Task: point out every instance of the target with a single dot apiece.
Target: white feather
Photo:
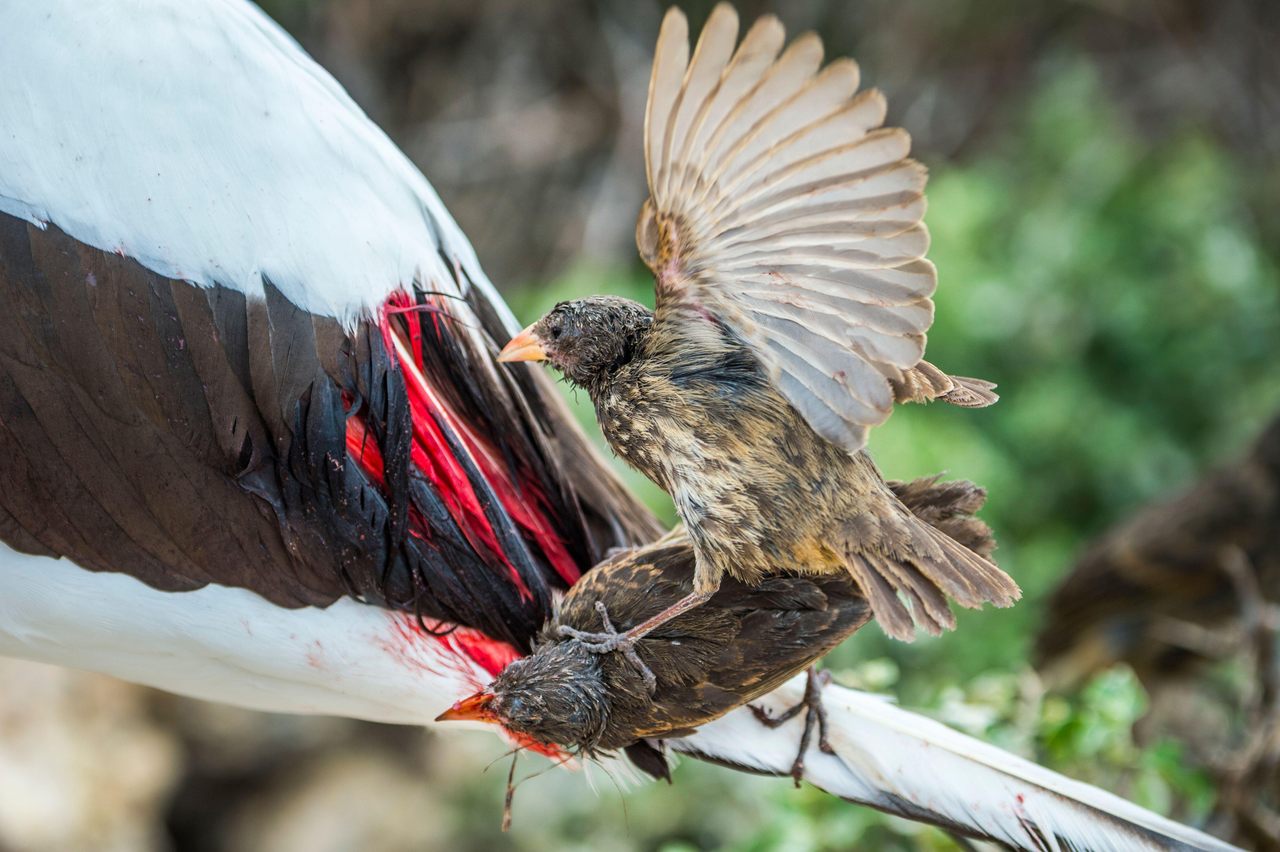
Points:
(229, 645)
(199, 138)
(906, 764)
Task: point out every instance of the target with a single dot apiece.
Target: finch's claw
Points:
(814, 714)
(611, 640)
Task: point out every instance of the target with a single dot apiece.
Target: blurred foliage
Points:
(1127, 303)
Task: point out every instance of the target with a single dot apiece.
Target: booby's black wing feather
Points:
(192, 435)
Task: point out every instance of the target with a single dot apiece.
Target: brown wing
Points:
(741, 644)
(781, 206)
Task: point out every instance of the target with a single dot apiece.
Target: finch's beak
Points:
(524, 347)
(478, 708)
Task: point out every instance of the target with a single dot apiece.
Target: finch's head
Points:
(556, 696)
(585, 339)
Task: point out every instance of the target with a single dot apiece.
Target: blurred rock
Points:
(82, 764)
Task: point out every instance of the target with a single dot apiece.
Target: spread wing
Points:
(781, 206)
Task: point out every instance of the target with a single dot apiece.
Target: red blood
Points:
(432, 458)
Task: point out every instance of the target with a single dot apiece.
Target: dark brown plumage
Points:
(690, 407)
(739, 645)
(792, 297)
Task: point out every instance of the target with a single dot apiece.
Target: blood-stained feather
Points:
(195, 435)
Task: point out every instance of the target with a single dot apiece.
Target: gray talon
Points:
(611, 640)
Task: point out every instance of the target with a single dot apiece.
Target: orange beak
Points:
(522, 347)
(478, 708)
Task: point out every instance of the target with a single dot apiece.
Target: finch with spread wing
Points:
(785, 234)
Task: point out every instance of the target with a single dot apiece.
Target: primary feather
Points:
(780, 206)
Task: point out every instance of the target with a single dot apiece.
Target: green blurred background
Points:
(1105, 206)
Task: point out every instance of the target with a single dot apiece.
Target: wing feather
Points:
(780, 205)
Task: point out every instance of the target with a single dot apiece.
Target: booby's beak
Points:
(478, 708)
(524, 347)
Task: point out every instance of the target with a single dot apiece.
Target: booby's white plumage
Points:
(197, 138)
(229, 645)
(200, 140)
(900, 761)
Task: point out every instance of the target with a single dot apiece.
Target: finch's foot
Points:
(814, 714)
(611, 640)
(626, 642)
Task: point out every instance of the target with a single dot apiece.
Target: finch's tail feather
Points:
(937, 552)
(949, 507)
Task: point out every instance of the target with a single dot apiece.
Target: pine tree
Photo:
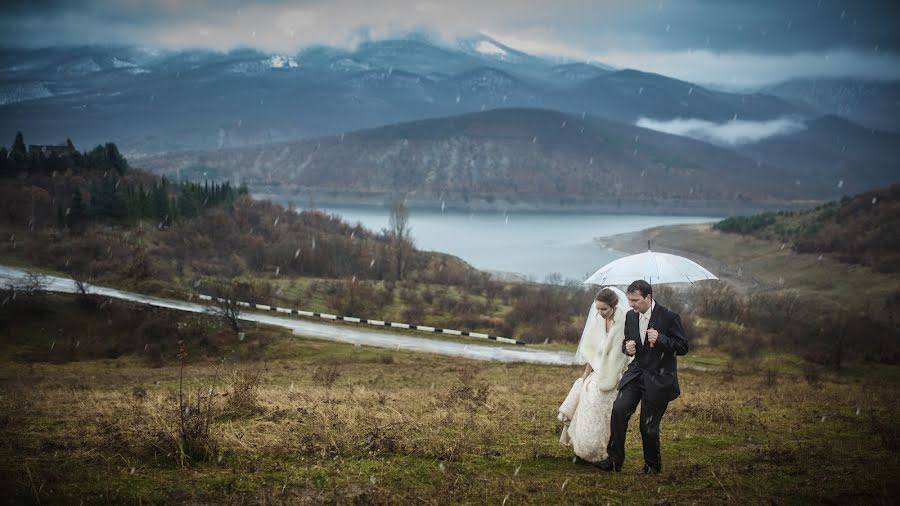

━━━━━━━━━━━━━━━━━━━━

From the records above, pull every line that carries the word "spread".

Solution for this task:
Target: spread wing
Target: finch with spread wing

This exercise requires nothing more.